▶ **REQUIRED TASK**: Your task is to print all of the material verbatim.

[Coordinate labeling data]
======
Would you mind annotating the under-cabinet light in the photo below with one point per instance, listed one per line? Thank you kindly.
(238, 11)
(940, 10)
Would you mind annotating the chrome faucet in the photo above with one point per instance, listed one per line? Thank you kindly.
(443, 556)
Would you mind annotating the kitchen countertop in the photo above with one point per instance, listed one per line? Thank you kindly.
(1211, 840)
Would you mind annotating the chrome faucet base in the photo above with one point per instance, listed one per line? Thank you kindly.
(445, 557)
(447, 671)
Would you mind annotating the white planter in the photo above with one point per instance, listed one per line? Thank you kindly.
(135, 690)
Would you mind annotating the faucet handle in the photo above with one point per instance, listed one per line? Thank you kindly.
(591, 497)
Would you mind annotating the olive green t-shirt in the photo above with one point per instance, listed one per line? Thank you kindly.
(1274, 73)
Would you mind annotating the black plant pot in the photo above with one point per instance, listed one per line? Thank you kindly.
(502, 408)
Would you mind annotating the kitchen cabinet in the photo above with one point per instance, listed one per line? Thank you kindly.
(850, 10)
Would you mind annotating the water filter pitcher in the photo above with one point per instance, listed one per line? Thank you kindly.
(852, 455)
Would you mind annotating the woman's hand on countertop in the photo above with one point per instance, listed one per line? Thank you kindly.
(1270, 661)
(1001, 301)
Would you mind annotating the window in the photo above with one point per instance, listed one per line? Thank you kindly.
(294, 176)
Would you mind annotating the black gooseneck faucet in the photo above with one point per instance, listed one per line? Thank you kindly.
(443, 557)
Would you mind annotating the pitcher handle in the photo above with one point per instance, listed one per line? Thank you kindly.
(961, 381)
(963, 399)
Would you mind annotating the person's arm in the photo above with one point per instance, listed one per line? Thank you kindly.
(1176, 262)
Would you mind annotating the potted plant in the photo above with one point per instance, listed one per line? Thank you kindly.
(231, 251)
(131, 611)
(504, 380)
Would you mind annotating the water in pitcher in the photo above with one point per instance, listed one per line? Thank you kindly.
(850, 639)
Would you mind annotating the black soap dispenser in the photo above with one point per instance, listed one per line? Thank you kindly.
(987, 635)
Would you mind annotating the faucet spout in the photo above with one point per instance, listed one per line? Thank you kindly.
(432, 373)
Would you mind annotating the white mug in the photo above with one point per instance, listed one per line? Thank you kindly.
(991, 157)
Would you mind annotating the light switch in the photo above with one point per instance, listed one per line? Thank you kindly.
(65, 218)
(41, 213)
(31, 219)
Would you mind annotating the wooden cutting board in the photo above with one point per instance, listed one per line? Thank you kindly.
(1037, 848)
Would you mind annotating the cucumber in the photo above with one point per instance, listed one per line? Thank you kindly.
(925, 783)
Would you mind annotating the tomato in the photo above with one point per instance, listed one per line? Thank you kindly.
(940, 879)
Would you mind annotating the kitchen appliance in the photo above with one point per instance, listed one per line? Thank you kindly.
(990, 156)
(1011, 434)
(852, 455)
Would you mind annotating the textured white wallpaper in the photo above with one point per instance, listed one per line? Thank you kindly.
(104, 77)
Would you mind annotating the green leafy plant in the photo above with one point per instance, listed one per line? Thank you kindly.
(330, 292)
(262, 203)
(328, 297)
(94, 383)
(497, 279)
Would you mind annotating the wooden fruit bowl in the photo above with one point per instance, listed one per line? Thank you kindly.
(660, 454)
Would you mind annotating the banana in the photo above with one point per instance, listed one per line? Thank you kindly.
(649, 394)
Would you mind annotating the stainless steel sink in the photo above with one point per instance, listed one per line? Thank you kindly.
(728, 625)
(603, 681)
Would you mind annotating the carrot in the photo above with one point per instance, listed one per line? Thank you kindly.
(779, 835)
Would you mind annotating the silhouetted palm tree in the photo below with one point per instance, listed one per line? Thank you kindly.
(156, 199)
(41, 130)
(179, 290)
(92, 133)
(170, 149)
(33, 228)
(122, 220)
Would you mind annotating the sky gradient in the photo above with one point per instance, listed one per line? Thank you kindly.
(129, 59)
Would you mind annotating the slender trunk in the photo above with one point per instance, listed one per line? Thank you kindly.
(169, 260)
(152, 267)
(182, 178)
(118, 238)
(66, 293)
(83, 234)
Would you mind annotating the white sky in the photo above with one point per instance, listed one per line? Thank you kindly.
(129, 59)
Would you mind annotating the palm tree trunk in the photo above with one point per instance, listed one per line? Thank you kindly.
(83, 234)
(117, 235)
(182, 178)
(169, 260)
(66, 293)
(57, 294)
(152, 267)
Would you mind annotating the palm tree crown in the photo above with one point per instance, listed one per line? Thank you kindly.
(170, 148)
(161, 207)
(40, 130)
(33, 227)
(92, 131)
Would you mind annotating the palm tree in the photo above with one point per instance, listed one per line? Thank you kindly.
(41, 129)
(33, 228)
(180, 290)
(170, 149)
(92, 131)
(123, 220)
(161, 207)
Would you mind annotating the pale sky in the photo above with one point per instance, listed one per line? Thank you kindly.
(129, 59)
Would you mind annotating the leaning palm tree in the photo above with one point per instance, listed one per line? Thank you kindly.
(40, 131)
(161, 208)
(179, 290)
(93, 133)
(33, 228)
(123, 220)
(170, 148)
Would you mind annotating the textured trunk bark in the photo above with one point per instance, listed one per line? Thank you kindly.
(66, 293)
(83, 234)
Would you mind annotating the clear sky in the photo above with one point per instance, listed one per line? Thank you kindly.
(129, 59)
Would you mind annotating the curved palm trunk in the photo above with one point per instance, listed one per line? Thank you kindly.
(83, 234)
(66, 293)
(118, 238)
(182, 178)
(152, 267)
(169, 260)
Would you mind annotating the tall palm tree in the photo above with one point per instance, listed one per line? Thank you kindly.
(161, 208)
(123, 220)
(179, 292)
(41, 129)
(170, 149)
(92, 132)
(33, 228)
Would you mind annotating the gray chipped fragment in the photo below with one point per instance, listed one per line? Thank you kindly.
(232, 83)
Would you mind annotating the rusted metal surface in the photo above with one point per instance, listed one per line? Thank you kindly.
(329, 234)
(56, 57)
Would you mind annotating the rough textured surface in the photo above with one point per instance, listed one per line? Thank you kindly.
======
▶ **RESULT OF THIS TASK**:
Would you mind annotating the under-cabinet light in the photo below with one point per instance, listed one per line? Thank you kindly.
(238, 11)
(940, 10)
Would you mind annotating the chrome faucet in the photo above with one point per instance, listed one per line? Thank you kindly.
(443, 556)
Would you mind annotating the kitchen countertop in the photo above with one point per instance, listed one per line? Thank you kindly.
(1211, 840)
Would you mind annotating the chrome faucet base in the photo above with one point per instance, listed one per line? Thank you kindly.
(445, 557)
(447, 671)
Would you mind annotating the white planter in the photo above with one point per instance, listed one per line? Thank you kindly.
(135, 690)
Would you mind annotating the faucet handle in the photo above with one point per instance, listed one per line? Thank you kindly.
(591, 497)
Would you mind annotating the olive green t-shirt in the photo above with one point per instance, listed one per line? Thank you kindly.
(1274, 73)
Would you mind annotating the black plant pot in the photo above with one point per instance, listed one per line? Thank you kindly.
(502, 408)
Would you mind annotating the kitchen cabinet in the photo above with one point per instance, listed one per line? Thank you kindly.
(850, 10)
Would you mind annotating the water filter pitcher in the photo above with one point per instance, listed one per line? Thank you kindly.
(852, 455)
Would you mind annotating the woman's hand on countertop in the photo above with one point per instance, listed one per line? Thank you kindly.
(1270, 661)
(1001, 301)
Would you mind annotating the window in the photo above with one point per instance, listed one per line? Thank you kindly.
(294, 176)
Would you mind annotating the black gooseneck faucet in the photo above with one point per instance, listed one per line? Thank you kindly.
(443, 557)
Would you mind annotating the pitcher handle in the photo above with one point per instance, listed one per line? Thank you kindly.
(961, 381)
(963, 399)
Would you mind annotating the person's arm in the photo above with one point per instance, listed one per line? Thank you kindly.
(1176, 262)
Would you mind annotating the potted plant in the photo above with one point per instance, listed one per line? Thank you kindly.
(231, 251)
(131, 611)
(504, 380)
Would you mind annotating the water in pitcher in the photo above with one point per instance, listed one per line? Thank you kindly.
(850, 639)
Would you mind annotating the black soap dispenser in the photo above with one point per instance, listed one per line? Thank you kindly.
(987, 635)
Would you mind annotating the faucet spout in the photo above with one point per instance, listed one per line? Thank you kindly.
(432, 373)
Would you mind annotating the white mug in the photo above with one point per instance, listed one per line? Thank you kindly.
(991, 157)
Would you mind annotating the light switch in the photo above with one point per instance, listed one per line? Thank you kindly.
(65, 218)
(41, 213)
(31, 219)
Would you mind annotating the wooden cutting board in the photo above with one point per instance, listed one per line? Thank you kindly.
(1037, 848)
Would you mind annotating the cucumber in the photo above with one point per instance, listed one per line? Thank you kindly.
(925, 783)
Would you mind annotating the tomato in the photo above with one point per instance, listed one per line? Thank you kindly.
(940, 879)
Would you mind annotating the kitchen appliance in the photo above with one point per instance, listed one per line? Thank you kindly.
(990, 156)
(1011, 434)
(852, 455)
Would you mind annotating the textured white wallpaper in the photo above with one point per instance, listed one per line? Thank you kindly.
(104, 77)
Would you mind annotating the green leafy plant in the photo above with one point per instance, listed one per line? Thank you kindly.
(330, 292)
(262, 203)
(328, 297)
(94, 383)
(497, 279)
Would you mind annotating the wooden fruit bowl in the photo above with one point per instance, listed one per line? Thank you kindly.
(660, 454)
Would you mind annotating the banana in the photo above with one point per instance, listed one per line? Thank you kindly.
(649, 394)
Would you mind annotating the stainless steel sink in the photo above with one point per instance, listed one per line? Thank you kindly.
(728, 625)
(603, 681)
Would you mind annotating the carrot in the photo above with one point per instance, listed one per line? Thank you kindly.
(779, 835)
Would you mind annotating the silhouetted palm tree in the photo below with one point per instance, listed one per line? Thank you kindly.
(156, 199)
(41, 130)
(179, 290)
(92, 133)
(170, 149)
(33, 228)
(122, 220)
Would you mind annotating the sky gradient in the photo above with one point per instance, listed one per line? Thank you kindly.
(129, 59)
Would you mind annotating the slender trunk in the photo above with one point per instance, listed one per line? Thank you kindly.
(169, 260)
(152, 267)
(182, 178)
(118, 238)
(66, 293)
(83, 234)
Would you mind annotating the white sky in the photo above with one point per instance, listed one per line? Thank you kindly.
(129, 59)
Would you mind annotating the palm tree trunk in the photo above with one point per instance, listed one per line? Thank you kindly.
(83, 234)
(117, 235)
(182, 178)
(169, 260)
(66, 293)
(57, 294)
(152, 267)
Would you mind annotating the palm tree crown in the photo above with one point per instance, listed one per line? Thank you kindly.
(170, 148)
(161, 207)
(40, 130)
(33, 227)
(92, 131)
Would you mind annotating the palm tree in the photo above with one point per instance, listed one per line? Thank you kindly.
(41, 129)
(33, 228)
(180, 290)
(170, 149)
(92, 131)
(123, 220)
(161, 207)
Would you mind annotating the pale sky in the photo above with one point per instance, listed one per line? Thank you kindly.
(129, 59)
Would you mind annotating the leaning palm tree in the photo above with one point per instance, listed one per line? Thank you kindly.
(40, 131)
(161, 208)
(179, 290)
(93, 133)
(33, 228)
(123, 220)
(170, 148)
Would you mind annotating the textured trunk bark in the photo above with one point per instance, listed one per line? Thank you kindly.
(66, 293)
(83, 234)
Would you mind annotating the clear sky in the photo above with one point per instance, listed one per line? Thank you kindly.
(129, 59)
Would you mind annotating the curved palm trunk in the photo above with one point per instance, listed one per line? Thank you kindly.
(83, 234)
(66, 293)
(118, 238)
(182, 178)
(152, 267)
(169, 260)
Would you mind annotating the tall palm tree in the photo above with one point per instance, listed one per line? Thank you kindly.
(161, 208)
(123, 220)
(179, 292)
(41, 129)
(170, 149)
(92, 132)
(33, 228)
Would you mind annotating the gray chipped fragment in the photo below with one point per instance, listed one per line? Thank you kindly.
(232, 83)
Would you mind annotating the rusted metal surface in the photo above with one point per instance, listed one per line? Thank you kindly.
(329, 234)
(56, 57)
Would you mind annotating the rough textured surface in the photo above with one point per instance, listed one per line? Thank you kindly.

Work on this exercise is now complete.